=== EXTRACTED MATERIAL ===
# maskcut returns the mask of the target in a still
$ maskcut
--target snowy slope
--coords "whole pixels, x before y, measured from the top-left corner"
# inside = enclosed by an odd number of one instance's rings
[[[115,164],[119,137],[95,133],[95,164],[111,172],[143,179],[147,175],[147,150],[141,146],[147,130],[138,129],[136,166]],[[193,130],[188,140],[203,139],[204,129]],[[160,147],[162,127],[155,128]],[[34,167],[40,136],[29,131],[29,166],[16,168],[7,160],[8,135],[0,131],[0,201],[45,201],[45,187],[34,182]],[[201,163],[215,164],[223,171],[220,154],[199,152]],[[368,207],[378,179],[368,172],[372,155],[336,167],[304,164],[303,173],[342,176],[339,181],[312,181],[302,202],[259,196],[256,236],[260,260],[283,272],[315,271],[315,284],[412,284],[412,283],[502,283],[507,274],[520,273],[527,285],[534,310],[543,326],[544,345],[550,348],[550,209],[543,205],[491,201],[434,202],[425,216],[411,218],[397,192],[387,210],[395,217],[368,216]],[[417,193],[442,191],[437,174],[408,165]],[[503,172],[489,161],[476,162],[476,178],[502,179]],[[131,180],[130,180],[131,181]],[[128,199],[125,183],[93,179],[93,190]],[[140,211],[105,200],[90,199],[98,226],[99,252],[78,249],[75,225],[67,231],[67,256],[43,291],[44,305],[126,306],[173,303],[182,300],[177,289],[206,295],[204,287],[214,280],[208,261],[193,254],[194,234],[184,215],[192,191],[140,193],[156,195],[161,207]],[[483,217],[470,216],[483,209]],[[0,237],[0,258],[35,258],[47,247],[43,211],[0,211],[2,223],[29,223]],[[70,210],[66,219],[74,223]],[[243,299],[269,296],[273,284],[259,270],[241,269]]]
===
## EXERCISE DETAILS
Your task is to retype all of the records exactly.

## EXERCISE RESULT
# maskcut returns the mask of the target in a still
$ maskcut
--target snowy slope
--coords "whole pixels, x before y, measured from the top-left corner"
# inside = enclosed by an odd number of one instance's rings
[[[115,164],[119,137],[95,133],[95,164],[111,172],[143,179],[147,175],[147,150],[141,146],[147,130],[138,129],[136,166]],[[193,130],[188,140],[203,139],[204,129]],[[160,147],[162,127],[155,128]],[[34,167],[40,136],[29,131],[29,166],[16,168],[7,160],[8,135],[0,131],[0,201],[45,201],[45,187],[34,182]],[[201,163],[215,164],[223,171],[220,154],[199,152]],[[368,207],[378,179],[368,172],[372,155],[336,167],[304,164],[303,173],[342,176],[339,181],[312,181],[302,202],[259,196],[256,236],[260,260],[283,272],[315,271],[315,284],[412,284],[412,283],[502,283],[507,274],[520,273],[527,285],[534,310],[543,326],[544,345],[550,348],[550,209],[543,205],[491,201],[434,202],[425,216],[411,218],[397,192],[387,210],[395,217],[368,216]],[[417,193],[442,191],[437,174],[408,165]],[[503,172],[489,161],[476,162],[476,178],[502,179]],[[131,180],[130,180],[131,181]],[[128,199],[125,183],[93,179],[93,190]],[[140,211],[105,200],[90,199],[98,226],[99,252],[78,249],[75,225],[67,231],[67,256],[43,291],[44,305],[126,306],[173,303],[182,300],[177,289],[206,295],[204,287],[214,280],[208,261],[193,254],[194,234],[184,215],[192,191],[140,193],[156,195],[161,207]],[[483,217],[470,216],[483,209]],[[0,237],[0,258],[35,258],[47,247],[43,211],[0,211],[2,223],[29,223]],[[70,210],[66,219],[74,223]],[[243,299],[269,296],[273,284],[259,270],[241,269]]]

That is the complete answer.